| Problem to solve |
Transcribe the material exactly. Images do not belong in the copy.

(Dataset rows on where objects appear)
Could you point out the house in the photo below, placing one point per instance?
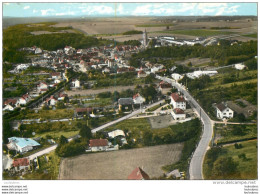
(125, 103)
(223, 111)
(9, 107)
(96, 145)
(176, 76)
(23, 100)
(239, 66)
(38, 51)
(138, 174)
(138, 99)
(51, 101)
(178, 101)
(56, 75)
(21, 164)
(165, 87)
(83, 111)
(42, 85)
(141, 74)
(21, 144)
(178, 114)
(75, 83)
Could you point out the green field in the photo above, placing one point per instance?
(247, 166)
(154, 25)
(251, 35)
(198, 32)
(235, 132)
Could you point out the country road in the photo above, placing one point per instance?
(196, 164)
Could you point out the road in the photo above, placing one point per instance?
(52, 148)
(195, 169)
(123, 118)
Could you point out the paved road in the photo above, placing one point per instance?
(196, 163)
(123, 118)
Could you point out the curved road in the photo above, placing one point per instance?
(196, 163)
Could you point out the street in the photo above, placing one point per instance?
(196, 163)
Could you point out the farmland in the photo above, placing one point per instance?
(118, 165)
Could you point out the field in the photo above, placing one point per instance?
(118, 165)
(247, 165)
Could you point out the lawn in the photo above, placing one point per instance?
(251, 35)
(48, 114)
(231, 133)
(154, 25)
(198, 32)
(247, 166)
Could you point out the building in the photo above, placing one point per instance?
(125, 103)
(178, 101)
(22, 144)
(97, 145)
(223, 111)
(51, 101)
(138, 99)
(178, 114)
(138, 174)
(145, 38)
(83, 111)
(21, 164)
(165, 87)
(239, 66)
(141, 74)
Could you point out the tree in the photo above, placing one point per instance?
(85, 132)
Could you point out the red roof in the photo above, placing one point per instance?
(177, 98)
(98, 142)
(10, 101)
(138, 174)
(178, 111)
(20, 162)
(89, 109)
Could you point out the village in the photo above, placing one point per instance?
(73, 92)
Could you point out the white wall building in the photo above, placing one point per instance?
(178, 101)
(223, 111)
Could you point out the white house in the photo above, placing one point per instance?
(76, 83)
(8, 107)
(21, 144)
(21, 164)
(141, 73)
(223, 111)
(239, 66)
(177, 76)
(51, 101)
(42, 85)
(178, 114)
(38, 51)
(97, 145)
(138, 99)
(178, 101)
(23, 100)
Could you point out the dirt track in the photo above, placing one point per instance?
(117, 165)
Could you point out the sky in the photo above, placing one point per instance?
(127, 9)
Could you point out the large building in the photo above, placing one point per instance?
(145, 38)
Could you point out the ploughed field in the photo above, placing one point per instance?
(117, 165)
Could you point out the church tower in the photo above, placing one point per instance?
(145, 39)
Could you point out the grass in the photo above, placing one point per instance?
(251, 35)
(49, 114)
(198, 32)
(154, 25)
(227, 135)
(247, 168)
(51, 168)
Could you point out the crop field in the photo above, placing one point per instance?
(117, 165)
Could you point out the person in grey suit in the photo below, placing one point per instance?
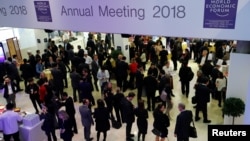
(182, 125)
(86, 119)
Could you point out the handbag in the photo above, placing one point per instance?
(192, 131)
(156, 132)
(194, 101)
(116, 124)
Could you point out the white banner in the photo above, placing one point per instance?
(217, 19)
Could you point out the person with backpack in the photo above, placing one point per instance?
(186, 75)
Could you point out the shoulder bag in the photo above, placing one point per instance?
(192, 131)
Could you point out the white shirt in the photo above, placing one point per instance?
(102, 76)
(220, 83)
(168, 70)
(88, 60)
(9, 122)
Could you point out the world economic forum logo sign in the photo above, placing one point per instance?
(220, 14)
(43, 12)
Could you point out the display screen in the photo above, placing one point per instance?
(2, 55)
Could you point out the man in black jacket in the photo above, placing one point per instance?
(202, 93)
(139, 76)
(128, 114)
(183, 123)
(70, 109)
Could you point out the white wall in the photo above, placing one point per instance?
(239, 84)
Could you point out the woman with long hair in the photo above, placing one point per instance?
(142, 123)
(161, 122)
(101, 115)
(48, 124)
(66, 132)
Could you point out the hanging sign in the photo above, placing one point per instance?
(217, 19)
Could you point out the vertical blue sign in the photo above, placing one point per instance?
(43, 12)
(220, 14)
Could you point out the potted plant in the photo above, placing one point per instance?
(234, 107)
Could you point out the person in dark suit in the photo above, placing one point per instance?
(122, 73)
(75, 80)
(101, 115)
(66, 132)
(12, 72)
(128, 114)
(117, 104)
(10, 91)
(161, 122)
(202, 93)
(139, 77)
(57, 80)
(151, 85)
(33, 91)
(62, 67)
(70, 109)
(95, 67)
(183, 74)
(182, 125)
(32, 61)
(48, 125)
(86, 91)
(86, 119)
(25, 69)
(142, 123)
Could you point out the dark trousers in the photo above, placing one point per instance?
(74, 94)
(175, 63)
(131, 80)
(139, 136)
(95, 82)
(35, 100)
(25, 83)
(87, 132)
(14, 135)
(182, 139)
(104, 135)
(221, 95)
(65, 80)
(11, 99)
(185, 87)
(139, 92)
(51, 133)
(118, 113)
(128, 129)
(67, 138)
(151, 98)
(73, 121)
(201, 107)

| Response for this exercise |
Could you point out the house in the photo below, placing one point per instance?
(125, 103)
(223, 111)
(9, 107)
(96, 145)
(176, 76)
(23, 100)
(239, 66)
(38, 51)
(138, 174)
(138, 99)
(51, 101)
(178, 101)
(56, 75)
(21, 164)
(165, 87)
(83, 111)
(42, 85)
(141, 74)
(21, 144)
(178, 114)
(75, 83)
Could you point out the green field in the photo above, placing one point per instance?
(247, 166)
(154, 25)
(251, 35)
(198, 32)
(235, 132)
Could you point out the country road in the photo above, placing one point per instance?
(196, 164)
Could you point out the road in the photo above, placing one point per instance?
(52, 148)
(195, 169)
(123, 118)
Could you point out the paved road in the photo above, placing one point per instance?
(196, 163)
(123, 118)
Could you point out the curved road in the photo above, placing one point per instance?
(196, 163)
Could you point out the street in the photo above, placing one point per instance?
(196, 163)
Could you point out the farmland in the photo above, placing one point per instance?
(118, 165)
Could you point out the field in the photo above, placing one point per instance?
(118, 165)
(247, 165)
Could you point out the lawn in the photo above, placing one point per instance?
(251, 35)
(48, 114)
(231, 133)
(154, 25)
(198, 32)
(247, 166)
Could you point out the building in the photo above, placing one point per instance?
(125, 103)
(178, 101)
(22, 144)
(97, 145)
(223, 111)
(51, 101)
(138, 99)
(178, 114)
(138, 174)
(145, 38)
(83, 111)
(21, 164)
(165, 87)
(239, 66)
(141, 74)
Could you point out the tree in the photo above, placing one point per instance?
(85, 132)
Could you point out the red roof in the photo above, placing one point per instance?
(177, 98)
(98, 142)
(10, 101)
(138, 174)
(178, 111)
(20, 162)
(89, 109)
Could you point out the village in the photo above, placing one point per instance?
(73, 92)
Could you point out the white wall building in the photo above, placing one point per instance?
(178, 101)
(223, 111)
Could you point out the white house in the photo above, placing one point per instance?
(76, 83)
(8, 107)
(21, 144)
(21, 164)
(141, 73)
(223, 111)
(239, 66)
(177, 76)
(51, 101)
(42, 85)
(178, 114)
(38, 51)
(97, 145)
(138, 99)
(178, 101)
(23, 100)
Could you point out the dirt track in the photo above, placing one point per instance?
(117, 165)
Could you point out the sky in the photo above, placing one point per instance?
(127, 9)
Could you point out the large building in the photo above, placing one point per instance?
(145, 38)
Could you point out the ploughed field in the photo above, placing one point per instance?
(117, 165)
Could you point out the church tower in the photo above, placing one point per instance?
(145, 39)
Could you point out the grass in the photo above, placing one point per instance?
(251, 35)
(49, 114)
(198, 32)
(154, 25)
(227, 135)
(247, 168)
(51, 168)
Could you point out the crop field in the photo above, placing one point per instance?
(117, 165)
Could you point out the person in grey suit in the photo below, placing one point per instance?
(182, 125)
(86, 119)
Could you point out the handbag in the photo above, placing one point per instance?
(192, 131)
(156, 132)
(194, 101)
(116, 124)
Could you point out the white banner in the photo above, placing one point per instance?
(217, 19)
Could you point out the person with backpack in the photo above, placing one point per instance?
(186, 75)
Could you point out the shoulder bag in the photo above, placing one point per instance?
(192, 131)
Could you point out the white shirt in the photo above, placing one point per instance?
(102, 76)
(220, 83)
(168, 70)
(88, 60)
(9, 122)
Could you point out the world economic forum logo sign in the photo above, placing one point per instance?
(220, 14)
(43, 12)
Could you point out the display screen in the photo above, placing one point per instance?
(2, 55)
Could you point out the man in black jacket in the photo above, placing one point per instance?
(202, 93)
(139, 76)
(128, 114)
(183, 123)
(70, 109)
Could you point out the white wall in the photo above, placing one point per instance?
(239, 84)
Could you point out the woman with long hair in the photo above, placing one point per instance?
(142, 123)
(161, 122)
(101, 115)
(48, 124)
(66, 132)
Could you point out the hanging sign in the photo above, placing one point per instance?
(217, 19)
Could you point out the vertical blue sign in the photo above, placing one point per instance?
(43, 12)
(220, 14)
Could you point out the potted plant in the photo above, placing one point per instance?
(234, 107)
Could you point out the person in dark suit in the photo above, placing one point per instance?
(122, 73)
(75, 80)
(101, 115)
(66, 132)
(12, 72)
(128, 114)
(117, 104)
(10, 91)
(161, 122)
(202, 93)
(139, 77)
(57, 80)
(151, 85)
(33, 91)
(62, 67)
(70, 109)
(95, 67)
(183, 74)
(182, 125)
(32, 61)
(48, 125)
(86, 91)
(86, 119)
(25, 69)
(142, 123)
Could you point out the dark trousers in the photo above, placing one point per instance?
(74, 94)
(175, 63)
(131, 80)
(139, 136)
(95, 82)
(35, 100)
(25, 83)
(87, 132)
(14, 135)
(182, 139)
(104, 135)
(221, 95)
(65, 80)
(11, 99)
(185, 87)
(139, 92)
(51, 133)
(118, 113)
(128, 129)
(67, 138)
(151, 98)
(73, 121)
(201, 107)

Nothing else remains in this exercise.